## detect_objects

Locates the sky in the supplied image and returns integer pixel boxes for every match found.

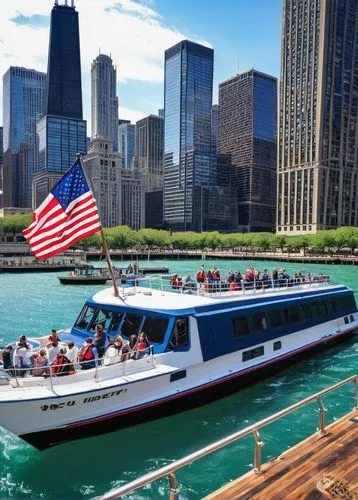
[0,0,282,129]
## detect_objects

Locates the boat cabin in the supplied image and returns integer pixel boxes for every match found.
[69,283,357,362]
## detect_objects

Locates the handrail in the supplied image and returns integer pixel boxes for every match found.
[98,374,358,500]
[1,345,156,390]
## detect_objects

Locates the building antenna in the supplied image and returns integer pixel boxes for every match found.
[237,51,240,74]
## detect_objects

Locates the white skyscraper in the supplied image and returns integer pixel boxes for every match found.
[91,54,118,150]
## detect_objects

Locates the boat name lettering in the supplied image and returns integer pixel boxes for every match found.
[40,400,76,411]
[39,390,127,411]
[83,389,127,404]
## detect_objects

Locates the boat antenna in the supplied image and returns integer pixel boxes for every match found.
[77,153,125,302]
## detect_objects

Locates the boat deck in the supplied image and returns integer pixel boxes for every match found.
[205,409,358,500]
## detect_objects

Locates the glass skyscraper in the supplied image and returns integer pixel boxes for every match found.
[277,0,358,234]
[135,114,164,228]
[2,67,46,208]
[91,54,118,151]
[219,69,277,232]
[118,121,135,169]
[164,40,214,231]
[33,1,86,207]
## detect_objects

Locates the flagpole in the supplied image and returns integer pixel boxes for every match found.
[77,153,121,299]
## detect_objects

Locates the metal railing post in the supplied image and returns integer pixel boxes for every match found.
[94,356,99,381]
[168,472,179,500]
[49,366,54,391]
[253,429,264,474]
[317,396,327,434]
[354,377,358,410]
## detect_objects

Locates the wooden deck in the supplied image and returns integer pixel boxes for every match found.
[205,410,358,500]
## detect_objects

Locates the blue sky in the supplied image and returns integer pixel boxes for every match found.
[0,0,282,127]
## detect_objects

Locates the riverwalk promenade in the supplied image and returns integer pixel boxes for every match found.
[0,243,357,270]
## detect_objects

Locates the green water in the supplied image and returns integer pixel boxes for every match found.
[0,258,357,499]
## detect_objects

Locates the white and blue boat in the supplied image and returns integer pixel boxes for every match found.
[0,276,357,450]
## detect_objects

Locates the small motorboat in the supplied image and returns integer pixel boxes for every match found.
[57,265,108,285]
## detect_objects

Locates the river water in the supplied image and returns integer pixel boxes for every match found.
[0,258,357,499]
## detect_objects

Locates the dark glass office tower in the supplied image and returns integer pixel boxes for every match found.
[46,0,82,119]
[219,69,277,232]
[164,40,214,231]
[2,67,46,208]
[277,0,358,234]
[33,1,86,207]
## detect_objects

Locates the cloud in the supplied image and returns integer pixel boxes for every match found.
[0,0,211,127]
[10,12,49,28]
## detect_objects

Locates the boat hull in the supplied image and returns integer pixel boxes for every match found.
[19,330,355,451]
[58,277,108,285]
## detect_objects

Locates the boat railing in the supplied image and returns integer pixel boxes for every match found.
[2,346,156,391]
[122,274,332,299]
[98,374,358,500]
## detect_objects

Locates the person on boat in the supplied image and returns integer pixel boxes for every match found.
[128,334,138,359]
[135,332,150,359]
[170,274,179,290]
[13,339,32,376]
[78,338,97,369]
[51,348,74,376]
[2,345,14,375]
[115,335,129,361]
[126,263,134,275]
[65,341,79,365]
[196,267,206,290]
[183,274,196,292]
[32,349,49,377]
[104,339,119,366]
[48,339,61,365]
[93,324,106,357]
[46,329,60,348]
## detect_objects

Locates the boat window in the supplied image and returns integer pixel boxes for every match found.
[310,302,321,318]
[108,312,123,335]
[317,301,328,316]
[326,299,337,313]
[142,316,168,344]
[301,303,313,320]
[121,313,143,337]
[232,316,249,336]
[74,305,97,330]
[242,346,264,362]
[268,309,282,328]
[283,306,300,324]
[252,313,268,332]
[168,318,189,349]
[89,309,112,332]
[336,295,356,314]
[273,341,282,351]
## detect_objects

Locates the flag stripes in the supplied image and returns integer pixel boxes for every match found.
[23,162,101,259]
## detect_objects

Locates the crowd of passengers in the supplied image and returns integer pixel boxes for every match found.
[170,266,327,292]
[1,325,151,378]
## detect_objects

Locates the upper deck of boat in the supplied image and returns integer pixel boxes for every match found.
[204,409,358,500]
[91,279,346,314]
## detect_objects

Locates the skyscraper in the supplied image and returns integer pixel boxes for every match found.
[33,0,86,207]
[2,67,46,208]
[135,114,164,227]
[277,0,358,234]
[46,0,82,119]
[118,121,135,169]
[83,138,143,229]
[219,69,277,232]
[164,40,213,231]
[91,54,118,150]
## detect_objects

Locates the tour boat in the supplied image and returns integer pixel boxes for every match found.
[0,276,357,450]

= = = =

• _TO DO_: Leave the pictures out and transcribe the remaining material exactly.

• _REPLY TO THE TASK_:
## detect_objects

Locates the sky in the supplied image and returns integer pixel boxes for every match found.

[0,0,282,129]
## detect_objects

Locates the boat cabin in the supplied image and returns integer pixel boxes for every match found.
[69,283,357,362]
## detect_objects

Locates the handrail in the supplied image and returns integer pixel boxes for every match found.
[98,374,358,500]
[1,345,156,390]
## detect_objects

Locates the building antenna in the supplied image and returns integer pixel boxes for every match found.
[237,51,240,74]
## detect_objects

Locates the white skyscraper in the supplied image and returns integer pixel boxes for every match found.
[91,54,118,150]
## detect_objects

Locates the boat name lettering in the supplied image and returns integer pixel boxes for every match found.
[40,400,76,411]
[39,390,127,411]
[83,389,127,404]
## detect_objects

Locates the boat antenna in the supplied image and returns integer pixel boxes for every match found.
[77,153,125,302]
## detect_objects

Locates the boat deck in the supplied image and returns integer pixel boxes for every match found.
[205,409,358,500]
## detect_objects

Locates the glass skyscraper in the supplied image and returns integer pixel boxes for every match found.
[277,0,358,234]
[135,114,164,228]
[2,67,46,208]
[91,54,118,151]
[219,69,277,232]
[118,121,135,169]
[164,40,214,231]
[33,1,86,207]
## detect_objects

Locates the flagpole in the supplied image and returns integer pixel boxes for every match found.
[77,153,121,299]
## detect_objects

Locates the metal railing post in the supplied image and returns integer pixel boxes for every match found.
[94,356,99,381]
[168,472,179,500]
[49,366,54,391]
[253,429,264,474]
[317,396,327,434]
[354,377,358,410]
## detect_objects

Locates the wooden deck in the supplied image and returns integer pixel boxes for every match found.
[205,410,358,500]
## detect_objects

Locates the blue sky in the supplied image and returns integer pixel boxes for every match found.
[0,0,282,127]
## detect_objects

Locates the riverwalk promenade in the supplied image and returns integer pixel boxes for every match found.
[0,243,357,270]
## detect_objects

Locates the green water in the supplied image and returns integer pixel boxes for every match found.
[0,258,357,499]
## detect_objects

Locates the white and blue boat in the supplied image and returns integer pixel boxes for every match found.
[0,276,357,450]
## detect_objects

Locates the small motorboat in the supplied image and returns integer pixel boxes for every match found.
[57,265,108,285]
## detect_objects

Locates the river water in the supplied image and returns integer pixel boxes for every match found.
[0,258,357,499]
## detect_objects

Locates the dark glass office tower in the supplied image and returns integer pixel boxes for every match found.
[46,0,82,119]
[219,69,277,232]
[164,40,214,231]
[2,67,46,208]
[277,0,358,234]
[33,1,86,207]
## detect_objects

Locates the cloud in the supplied image and returns integer pixel boxes for every match found.
[0,0,211,127]
[10,12,49,28]
## detect_objects

Locates the boat hull in the supplied image and returns integer pixel boxes for every match found.
[19,330,355,451]
[58,277,108,285]
## detect_objects

Locates the boat railing in the supplied image and returns integer pixel boxes for every match found.
[2,346,156,391]
[122,274,332,299]
[98,374,358,500]
## detect_objects

Locates the person on boat in the supplied image and returns integer pixel boxes for every match found.
[128,334,138,359]
[135,332,150,359]
[170,274,179,290]
[13,339,32,376]
[78,338,97,369]
[51,348,74,376]
[2,345,14,375]
[115,335,129,361]
[126,263,134,275]
[65,341,79,365]
[196,267,206,290]
[183,274,196,292]
[32,349,49,377]
[104,339,119,366]
[48,339,61,365]
[93,324,106,357]
[46,329,60,348]
## detect_objects

Locates the boat window in the supplied image and returns integer pixel boxes for every match found.
[310,302,321,318]
[108,312,123,335]
[317,301,328,316]
[326,299,337,313]
[142,316,168,344]
[301,303,313,320]
[121,313,143,337]
[232,316,249,336]
[74,305,97,330]
[242,346,264,362]
[268,309,282,328]
[283,306,300,324]
[252,313,268,332]
[168,318,189,349]
[89,309,112,332]
[336,295,356,314]
[273,341,282,351]
## detect_objects

Locates the flag stripes in the supplied image and returns integer pixel boxes for every match found.
[23,162,101,259]
## detect_objects

Locates the crowd of passengers in the supplied image and returns integer pixel boxes for every match found.
[170,266,327,292]
[1,325,151,378]
## detect_objects

Locates the upper deck of boat in the supplied image and returns integer pixel boxes for every match found.
[204,409,358,500]
[91,279,346,314]
## detect_objects

Locates the skyscraper in the supplied image and returns integer pixel boxes for every match found.
[33,0,86,207]
[2,67,46,208]
[135,114,164,227]
[277,0,358,234]
[46,0,82,119]
[118,121,135,169]
[83,138,143,229]
[219,69,277,232]
[164,40,213,231]
[91,54,118,150]
## detect_objects

Locates the tour boat in the supplied image and returns integer pixel boxes for every match found.
[0,276,357,450]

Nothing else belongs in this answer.